### Written task 1
Can you condense the paragraph of the book review that begins "As a Jewish, queer poet" into a short list that keeps its main facts?

### Passage shown
## begin
Place and The Body in Dan Kraines’ Strap
Allie Serapilio
Book Review
A review of Dan Kraines’ Strap (Iron Oak Editions). Purchase the collection directly from the publisher here.
How do we conceptualize belonging? How do the disparate places and communities we come from manifest concurrently within our minds and bodies? Dan Kraines’ deeply observational, meditative voice reverberating throughout his debut poetry collection, Strap, reveals the fickle nature of belonging and place, reminding us of the power of the body.
As a Jewish, queer poet of Viennese, Bolivian, and Ukrainian heritage, Kraines’ work often centers on diaspora and heritage, textured by identity multiplicities and reckonings with selfhood. His speakers are distinctly present in their bodies—listening, watching, absorbing—and thus rooted in their physical and mental surroundings.
While location often acts as solid forces within text, Kraines renders seemingly immutable, tangible locations in flux, lending the collection’s disparate locations—from Bremen, to Jaffa, to Boston—a unified corporeal agency. In flux from one section to the next, natural forces live and breathe like human bodies in Kraines’ work, rendering a paradoxical sense of grounded fluidity. “Shanah Kholem” begs the question central to the collection’s consideration of location, bodies, and community: “Can you smell the sea when it is nowhere near us?”
The first section of poems in the collection, originally published by FIT Press in Kraines’ chapbook Jaffa, offers a lyrical depiction of the Levantine region in which natural forces infiltrate the environments of their speakers (who are often in diaspora); in “Makhtesh Ramon,” the speaker “[wakes]/as a broom busk tree, bending towards you in the Negev,” while in “Golan Heights,” “The sadness of wildflower and poppy/[well] up in [the speaker’s] rib cage.” The desert and its flora become inextricable from the body, bending and moving like human bodies do.
## end
### Written task 2
How many lines of the records contain the string “curly”? Case counts, and the reply should be the number alone.

### Exercise inputs
## begin
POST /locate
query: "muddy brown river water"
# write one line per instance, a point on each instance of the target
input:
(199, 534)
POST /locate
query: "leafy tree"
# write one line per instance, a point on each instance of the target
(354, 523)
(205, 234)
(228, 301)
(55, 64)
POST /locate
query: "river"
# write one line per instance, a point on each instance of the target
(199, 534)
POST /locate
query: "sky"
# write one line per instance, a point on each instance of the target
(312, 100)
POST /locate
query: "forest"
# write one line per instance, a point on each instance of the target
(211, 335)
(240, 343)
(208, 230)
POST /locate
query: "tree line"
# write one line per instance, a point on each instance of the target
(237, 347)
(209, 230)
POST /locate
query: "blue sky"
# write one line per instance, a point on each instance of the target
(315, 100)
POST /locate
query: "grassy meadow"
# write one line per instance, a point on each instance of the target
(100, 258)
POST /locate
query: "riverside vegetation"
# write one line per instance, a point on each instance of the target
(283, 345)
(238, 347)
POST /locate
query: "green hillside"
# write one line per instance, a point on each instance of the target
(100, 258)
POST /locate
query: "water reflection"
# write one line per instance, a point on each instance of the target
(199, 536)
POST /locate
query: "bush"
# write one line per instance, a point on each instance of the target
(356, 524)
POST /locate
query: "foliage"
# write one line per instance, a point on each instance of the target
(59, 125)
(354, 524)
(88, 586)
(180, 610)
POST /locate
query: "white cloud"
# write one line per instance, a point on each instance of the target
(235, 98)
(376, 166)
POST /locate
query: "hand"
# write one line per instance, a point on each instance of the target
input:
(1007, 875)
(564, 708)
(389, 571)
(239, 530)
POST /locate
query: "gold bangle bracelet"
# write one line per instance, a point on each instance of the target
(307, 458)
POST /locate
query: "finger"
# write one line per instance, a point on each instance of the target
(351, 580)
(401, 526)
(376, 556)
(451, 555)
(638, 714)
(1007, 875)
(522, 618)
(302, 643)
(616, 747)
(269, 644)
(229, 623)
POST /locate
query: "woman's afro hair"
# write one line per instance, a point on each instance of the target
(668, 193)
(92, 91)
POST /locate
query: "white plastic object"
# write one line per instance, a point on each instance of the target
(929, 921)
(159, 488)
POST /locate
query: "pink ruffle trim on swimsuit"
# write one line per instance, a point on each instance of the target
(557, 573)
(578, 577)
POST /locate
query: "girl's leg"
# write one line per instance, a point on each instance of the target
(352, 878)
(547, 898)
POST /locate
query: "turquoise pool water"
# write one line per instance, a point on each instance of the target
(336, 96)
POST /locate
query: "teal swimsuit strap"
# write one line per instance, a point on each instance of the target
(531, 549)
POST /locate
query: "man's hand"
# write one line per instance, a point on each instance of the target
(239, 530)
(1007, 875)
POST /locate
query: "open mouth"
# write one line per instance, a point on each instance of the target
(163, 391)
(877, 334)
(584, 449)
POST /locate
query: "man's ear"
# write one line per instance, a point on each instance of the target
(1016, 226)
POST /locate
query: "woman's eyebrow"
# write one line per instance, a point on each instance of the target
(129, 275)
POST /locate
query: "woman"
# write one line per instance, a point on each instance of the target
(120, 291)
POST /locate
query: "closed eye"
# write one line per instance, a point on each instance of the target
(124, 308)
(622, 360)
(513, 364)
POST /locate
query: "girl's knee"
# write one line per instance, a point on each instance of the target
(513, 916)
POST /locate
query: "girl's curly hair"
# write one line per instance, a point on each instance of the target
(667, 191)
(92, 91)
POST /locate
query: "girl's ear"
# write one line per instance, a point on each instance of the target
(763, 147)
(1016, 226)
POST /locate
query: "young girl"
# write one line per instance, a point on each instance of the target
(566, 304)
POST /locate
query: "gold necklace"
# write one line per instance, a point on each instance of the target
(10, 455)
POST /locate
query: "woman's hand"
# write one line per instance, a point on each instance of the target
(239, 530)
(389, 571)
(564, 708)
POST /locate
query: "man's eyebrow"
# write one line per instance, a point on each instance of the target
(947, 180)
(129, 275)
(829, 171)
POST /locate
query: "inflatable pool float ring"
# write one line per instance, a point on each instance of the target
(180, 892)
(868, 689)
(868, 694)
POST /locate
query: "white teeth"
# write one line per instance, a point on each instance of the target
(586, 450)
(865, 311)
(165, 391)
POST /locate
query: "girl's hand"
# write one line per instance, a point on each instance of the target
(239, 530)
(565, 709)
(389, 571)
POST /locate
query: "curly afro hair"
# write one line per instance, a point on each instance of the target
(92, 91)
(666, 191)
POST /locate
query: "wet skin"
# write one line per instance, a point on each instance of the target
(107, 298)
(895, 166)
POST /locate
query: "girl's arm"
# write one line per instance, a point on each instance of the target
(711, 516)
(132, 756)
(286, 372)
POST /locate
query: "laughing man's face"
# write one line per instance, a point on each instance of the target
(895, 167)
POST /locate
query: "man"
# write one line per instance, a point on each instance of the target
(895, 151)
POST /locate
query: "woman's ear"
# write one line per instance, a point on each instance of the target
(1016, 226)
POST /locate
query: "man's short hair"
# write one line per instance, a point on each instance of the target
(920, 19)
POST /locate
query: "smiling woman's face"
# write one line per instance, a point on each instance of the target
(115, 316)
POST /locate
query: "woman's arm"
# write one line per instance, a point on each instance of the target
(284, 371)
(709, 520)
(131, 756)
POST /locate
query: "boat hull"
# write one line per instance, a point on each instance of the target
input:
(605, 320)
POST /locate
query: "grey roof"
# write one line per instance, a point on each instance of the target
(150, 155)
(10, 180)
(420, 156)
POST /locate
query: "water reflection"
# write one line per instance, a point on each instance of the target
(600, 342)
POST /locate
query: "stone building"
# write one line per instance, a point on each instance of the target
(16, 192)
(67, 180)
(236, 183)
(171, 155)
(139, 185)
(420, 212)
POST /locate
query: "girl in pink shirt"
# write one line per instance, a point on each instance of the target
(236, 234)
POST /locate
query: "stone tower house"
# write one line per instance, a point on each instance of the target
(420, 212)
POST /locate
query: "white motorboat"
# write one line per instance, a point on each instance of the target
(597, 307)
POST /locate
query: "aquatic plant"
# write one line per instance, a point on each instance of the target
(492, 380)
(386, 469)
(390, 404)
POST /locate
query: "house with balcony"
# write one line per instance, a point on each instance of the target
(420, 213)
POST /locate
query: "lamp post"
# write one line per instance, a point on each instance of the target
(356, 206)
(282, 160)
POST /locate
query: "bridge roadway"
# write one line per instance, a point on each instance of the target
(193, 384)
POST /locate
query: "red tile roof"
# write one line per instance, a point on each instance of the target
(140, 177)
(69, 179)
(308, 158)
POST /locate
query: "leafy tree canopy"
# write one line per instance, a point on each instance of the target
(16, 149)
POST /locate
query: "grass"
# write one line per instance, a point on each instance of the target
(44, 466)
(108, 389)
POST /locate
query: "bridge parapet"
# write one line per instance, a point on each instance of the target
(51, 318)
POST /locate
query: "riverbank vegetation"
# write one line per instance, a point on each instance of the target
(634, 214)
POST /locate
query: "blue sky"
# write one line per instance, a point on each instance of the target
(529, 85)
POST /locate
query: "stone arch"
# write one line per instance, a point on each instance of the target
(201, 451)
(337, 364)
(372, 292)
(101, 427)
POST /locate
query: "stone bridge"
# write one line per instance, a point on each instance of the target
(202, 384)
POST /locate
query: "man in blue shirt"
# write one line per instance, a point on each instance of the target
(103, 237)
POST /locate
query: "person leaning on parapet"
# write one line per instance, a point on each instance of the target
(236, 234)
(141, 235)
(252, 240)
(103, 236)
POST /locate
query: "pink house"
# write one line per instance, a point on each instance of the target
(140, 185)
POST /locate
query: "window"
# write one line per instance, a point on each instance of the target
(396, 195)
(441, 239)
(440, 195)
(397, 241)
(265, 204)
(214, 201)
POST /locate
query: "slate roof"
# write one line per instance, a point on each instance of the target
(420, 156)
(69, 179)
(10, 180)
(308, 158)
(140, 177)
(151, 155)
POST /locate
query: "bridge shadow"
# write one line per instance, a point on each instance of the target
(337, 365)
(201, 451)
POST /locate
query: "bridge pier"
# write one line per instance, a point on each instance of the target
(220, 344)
## end
### Task response 1
- Kraines is a Jewish, queer poet of Viennese, Bolivian, and Ukrainian heritage.
- His work often centers on diaspora and heritage, shaped by multiple identities and reckonings with selfhood.
- His speakers are distinctly present in their bodies (listening, watching, absorbing) and so are rooted in their physical and mental surroundings.

### Task response 2
2